- _Texto de origem_:

****

Espírito Santo do Turvo SP

O projeto de implantação da Pedagogia Waldorf no município de Espírito Santo do Turvo, SP, aconteceu durante o mandato de Luciana Retz como prefeita, de 2005 a 2008. A secretária de educação era sua irmã, Cláudia Retz. Ambas são fundadoras da Viver Escola Waldorf, uma escola associativa em Bauru que já tem mais de 30 anos, e atualmente dirigem o Instituto Impulso, que realiza cursos de fundamentação em Pedagogia Waldorf.

 

Destaque

Por se tratar de um município muito pequeno e politicamente muito dividido, uma parte das professoras eram apoiadoras da oposição à gestão na época, e a mudança para a Pedagogia Waldorf na EMEF principalmente, sempre teve muita resistência. No período da campanha eleitoral em 2008, a escola virou um foco do debate político, e práticas como os meninos fazerem tricô e outras da pedagogia que eram diferentes do tradicional eram usadas pela oposição para criticar o trabalho. Como a situação perdeu as eleições, a implantação da Pedagogia Waldorf foi descontinuada no município, onde foi adotado um sistema de apostilas. Na creche e na EMEI uma parte das atividades aprendidas com a pedagogia Waldorf vem sendo preservada pelas professoras que participaram da formação naquela época.

****

- _Lista de registros_:

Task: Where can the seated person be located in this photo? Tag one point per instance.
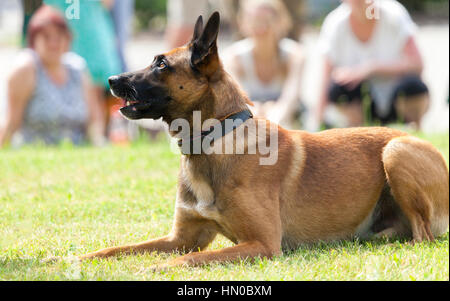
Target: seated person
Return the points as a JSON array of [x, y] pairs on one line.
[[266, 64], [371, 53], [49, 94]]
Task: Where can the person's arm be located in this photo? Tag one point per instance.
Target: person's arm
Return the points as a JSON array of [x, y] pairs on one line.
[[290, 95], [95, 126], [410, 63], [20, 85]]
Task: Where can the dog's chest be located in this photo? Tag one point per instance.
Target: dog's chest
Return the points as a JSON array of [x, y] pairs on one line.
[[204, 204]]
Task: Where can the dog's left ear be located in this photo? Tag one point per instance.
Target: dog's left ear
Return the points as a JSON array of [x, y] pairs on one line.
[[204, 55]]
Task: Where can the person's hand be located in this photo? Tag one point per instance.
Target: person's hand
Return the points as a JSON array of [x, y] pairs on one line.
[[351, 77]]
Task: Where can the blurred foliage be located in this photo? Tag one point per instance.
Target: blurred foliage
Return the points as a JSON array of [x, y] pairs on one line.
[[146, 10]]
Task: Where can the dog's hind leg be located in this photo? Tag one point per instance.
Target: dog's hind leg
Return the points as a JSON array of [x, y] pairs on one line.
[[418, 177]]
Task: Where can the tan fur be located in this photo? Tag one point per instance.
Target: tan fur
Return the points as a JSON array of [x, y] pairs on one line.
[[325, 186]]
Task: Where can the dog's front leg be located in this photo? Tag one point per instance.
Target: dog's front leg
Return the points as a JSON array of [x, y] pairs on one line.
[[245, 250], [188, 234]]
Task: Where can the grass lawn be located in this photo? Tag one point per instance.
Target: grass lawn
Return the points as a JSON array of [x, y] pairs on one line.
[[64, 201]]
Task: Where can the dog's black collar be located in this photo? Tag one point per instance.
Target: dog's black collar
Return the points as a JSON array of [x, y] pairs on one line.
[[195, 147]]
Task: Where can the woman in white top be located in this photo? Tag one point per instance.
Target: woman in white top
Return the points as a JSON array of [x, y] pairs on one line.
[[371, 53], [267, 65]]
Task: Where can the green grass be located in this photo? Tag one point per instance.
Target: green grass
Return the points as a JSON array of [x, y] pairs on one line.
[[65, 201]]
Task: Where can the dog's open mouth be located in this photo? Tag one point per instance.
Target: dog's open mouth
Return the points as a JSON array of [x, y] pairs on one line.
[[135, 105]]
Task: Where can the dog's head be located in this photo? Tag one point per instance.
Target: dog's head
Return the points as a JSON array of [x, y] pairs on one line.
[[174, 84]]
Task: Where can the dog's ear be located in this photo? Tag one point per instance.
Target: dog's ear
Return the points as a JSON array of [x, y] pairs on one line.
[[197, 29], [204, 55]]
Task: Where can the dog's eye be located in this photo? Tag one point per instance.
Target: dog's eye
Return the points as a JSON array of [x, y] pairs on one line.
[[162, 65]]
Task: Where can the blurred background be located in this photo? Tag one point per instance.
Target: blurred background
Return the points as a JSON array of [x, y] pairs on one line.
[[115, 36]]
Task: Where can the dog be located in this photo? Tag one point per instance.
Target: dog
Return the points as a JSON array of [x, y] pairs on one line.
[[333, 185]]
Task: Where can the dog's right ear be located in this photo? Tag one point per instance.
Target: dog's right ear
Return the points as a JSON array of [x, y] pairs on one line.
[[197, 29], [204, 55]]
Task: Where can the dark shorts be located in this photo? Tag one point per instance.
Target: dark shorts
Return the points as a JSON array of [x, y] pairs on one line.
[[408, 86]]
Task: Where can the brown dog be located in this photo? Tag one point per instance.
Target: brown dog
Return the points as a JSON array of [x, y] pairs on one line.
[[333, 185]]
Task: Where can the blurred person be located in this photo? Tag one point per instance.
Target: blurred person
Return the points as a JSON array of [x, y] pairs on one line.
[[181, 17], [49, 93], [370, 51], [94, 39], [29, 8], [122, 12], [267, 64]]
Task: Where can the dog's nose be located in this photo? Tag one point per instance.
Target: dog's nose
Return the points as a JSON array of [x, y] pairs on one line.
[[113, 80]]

****

- _Trabalho a fazer_:
A. Segundo o texto sobre a Pedagogia Waldorf em Espírito Santo do Turvo, que sistema foi adotado no município depois que a implantação foi descontinuada?
B. Transcreva, sem nenhuma alteração, os registros desde a linha que contém "Task: Where can the dog be" até o final dos registros, incluindo essa primeira linha.

- _Problemas resolvidos_:
A. Foi adotado um sistema de apostilas.

B.
Task: Where can the dog be located in this photo? Tag one point per instance.
Target: dog
Return the points as a JSON array of [x, y] pairs on one line.
[[333, 185]]
Task: Where can the dog's right ear be located in this photo? Tag one point per instance.
Target: dog's right ear
Return the points as a JSON array of [x, y] pairs on one line.
[[197, 29], [204, 55]]
Task: Where can the dark shorts be located in this photo? Tag one point per instance.
Target: dark shorts
Return the points as a JSON array of [x, y] pairs on one line.
[[408, 86]]
Task: Where can the brown dog be located in this photo? Tag one point per instance.
Target: brown dog
Return the points as a JSON array of [x, y] pairs on one line.
[[333, 185]]
Task: Where can the blurred person be located in this photo? Tag one point per instance.
Target: blurred person
Return the points as a JSON array of [x, y] pairs on one line.
[[181, 17], [49, 93], [370, 51], [94, 39], [29, 8], [122, 12], [267, 64]]
Task: Where can the dog's nose be located in this photo? Tag one point per instance.
Target: dog's nose
Return the points as a JSON array of [x, y] pairs on one line.
[[113, 80]]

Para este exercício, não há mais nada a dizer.